[Labeled area outline entries]
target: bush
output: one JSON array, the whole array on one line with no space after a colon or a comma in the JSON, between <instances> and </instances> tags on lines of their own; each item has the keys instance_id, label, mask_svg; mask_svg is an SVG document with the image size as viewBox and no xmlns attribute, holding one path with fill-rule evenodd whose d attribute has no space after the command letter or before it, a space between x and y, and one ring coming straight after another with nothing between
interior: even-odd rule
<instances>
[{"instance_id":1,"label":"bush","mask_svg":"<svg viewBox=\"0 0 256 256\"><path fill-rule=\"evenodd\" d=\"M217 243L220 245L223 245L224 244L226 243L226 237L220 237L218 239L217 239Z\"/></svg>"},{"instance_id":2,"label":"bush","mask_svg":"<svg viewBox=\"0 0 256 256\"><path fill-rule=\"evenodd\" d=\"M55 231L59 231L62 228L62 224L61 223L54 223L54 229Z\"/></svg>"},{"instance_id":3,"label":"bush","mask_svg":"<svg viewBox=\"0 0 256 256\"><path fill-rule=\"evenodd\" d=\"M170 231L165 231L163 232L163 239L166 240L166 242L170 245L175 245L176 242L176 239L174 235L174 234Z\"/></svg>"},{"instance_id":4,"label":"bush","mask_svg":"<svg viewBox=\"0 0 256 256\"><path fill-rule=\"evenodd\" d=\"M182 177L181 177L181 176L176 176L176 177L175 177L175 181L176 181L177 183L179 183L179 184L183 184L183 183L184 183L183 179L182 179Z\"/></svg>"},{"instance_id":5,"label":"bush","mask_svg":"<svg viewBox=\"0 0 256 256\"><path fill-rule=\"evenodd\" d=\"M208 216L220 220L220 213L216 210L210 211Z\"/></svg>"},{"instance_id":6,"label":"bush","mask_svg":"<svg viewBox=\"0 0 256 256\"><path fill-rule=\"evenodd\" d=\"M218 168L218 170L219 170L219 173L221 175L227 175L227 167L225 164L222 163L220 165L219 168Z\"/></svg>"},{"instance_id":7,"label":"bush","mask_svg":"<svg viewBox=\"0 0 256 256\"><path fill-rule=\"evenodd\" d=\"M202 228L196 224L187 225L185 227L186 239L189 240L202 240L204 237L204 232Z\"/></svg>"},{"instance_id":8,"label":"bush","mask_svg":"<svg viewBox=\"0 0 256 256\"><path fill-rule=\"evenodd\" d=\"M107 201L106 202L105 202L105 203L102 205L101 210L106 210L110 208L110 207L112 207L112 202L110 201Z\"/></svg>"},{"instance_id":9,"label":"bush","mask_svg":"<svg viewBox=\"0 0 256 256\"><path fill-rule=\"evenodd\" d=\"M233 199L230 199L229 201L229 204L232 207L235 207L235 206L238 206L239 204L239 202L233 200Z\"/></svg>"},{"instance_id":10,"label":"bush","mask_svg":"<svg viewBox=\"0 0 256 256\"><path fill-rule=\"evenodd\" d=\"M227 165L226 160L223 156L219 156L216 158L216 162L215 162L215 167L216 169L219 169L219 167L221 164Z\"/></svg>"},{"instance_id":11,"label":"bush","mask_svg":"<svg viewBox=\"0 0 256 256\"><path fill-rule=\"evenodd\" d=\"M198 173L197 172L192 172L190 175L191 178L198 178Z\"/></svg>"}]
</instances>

SHORT PROBLEM:
Each record above should be returned exactly as it appears.

TASK OUTPUT:
target: bush
output: one JSON array, the whole array on one line with no space after a colon or a comma in the JSON, between <instances> and </instances> tags on lines of their own; each item has the keys instance_id, label, mask_svg; mask_svg is an SVG document with the image size as viewBox and no xmlns attribute, holding one path with fill-rule evenodd whose d attribute has no space after the command letter or before it, a space between x and y, and one ring coming straight after another with nothing between
interior: even-odd rule
<instances>
[{"instance_id":1,"label":"bush","mask_svg":"<svg viewBox=\"0 0 256 256\"><path fill-rule=\"evenodd\" d=\"M217 243L220 245L223 245L224 244L226 243L226 237L220 237L218 239L217 239Z\"/></svg>"},{"instance_id":2,"label":"bush","mask_svg":"<svg viewBox=\"0 0 256 256\"><path fill-rule=\"evenodd\" d=\"M55 231L59 231L62 228L62 224L61 223L54 223L54 229Z\"/></svg>"},{"instance_id":3,"label":"bush","mask_svg":"<svg viewBox=\"0 0 256 256\"><path fill-rule=\"evenodd\" d=\"M170 231L165 231L163 232L163 239L166 240L166 242L170 245L175 245L176 242L176 239L174 235L174 234Z\"/></svg>"},{"instance_id":4,"label":"bush","mask_svg":"<svg viewBox=\"0 0 256 256\"><path fill-rule=\"evenodd\" d=\"M182 177L181 177L181 176L176 176L176 177L175 177L175 181L176 181L177 183L179 183L179 184L183 184L183 183L184 183L183 179L182 179Z\"/></svg>"},{"instance_id":5,"label":"bush","mask_svg":"<svg viewBox=\"0 0 256 256\"><path fill-rule=\"evenodd\" d=\"M208 216L220 220L220 213L216 210L210 211Z\"/></svg>"},{"instance_id":6,"label":"bush","mask_svg":"<svg viewBox=\"0 0 256 256\"><path fill-rule=\"evenodd\" d=\"M218 168L218 170L219 170L219 173L221 175L227 175L227 167L225 164L222 163L220 165L219 168Z\"/></svg>"},{"instance_id":7,"label":"bush","mask_svg":"<svg viewBox=\"0 0 256 256\"><path fill-rule=\"evenodd\" d=\"M202 228L196 224L187 225L185 227L186 239L189 240L202 240L204 237L204 232Z\"/></svg>"},{"instance_id":8,"label":"bush","mask_svg":"<svg viewBox=\"0 0 256 256\"><path fill-rule=\"evenodd\" d=\"M107 201L106 202L105 202L105 203L102 205L101 210L106 210L110 208L110 207L112 207L112 202L110 201Z\"/></svg>"},{"instance_id":9,"label":"bush","mask_svg":"<svg viewBox=\"0 0 256 256\"><path fill-rule=\"evenodd\" d=\"M233 199L230 199L229 201L229 204L232 207L235 207L235 206L238 206L239 204L239 202L233 200Z\"/></svg>"},{"instance_id":10,"label":"bush","mask_svg":"<svg viewBox=\"0 0 256 256\"><path fill-rule=\"evenodd\" d=\"M227 165L226 160L223 156L219 156L216 158L216 162L215 162L215 167L216 169L219 169L219 167L221 164Z\"/></svg>"},{"instance_id":11,"label":"bush","mask_svg":"<svg viewBox=\"0 0 256 256\"><path fill-rule=\"evenodd\" d=\"M198 173L197 172L192 172L190 175L191 178L198 178Z\"/></svg>"}]
</instances>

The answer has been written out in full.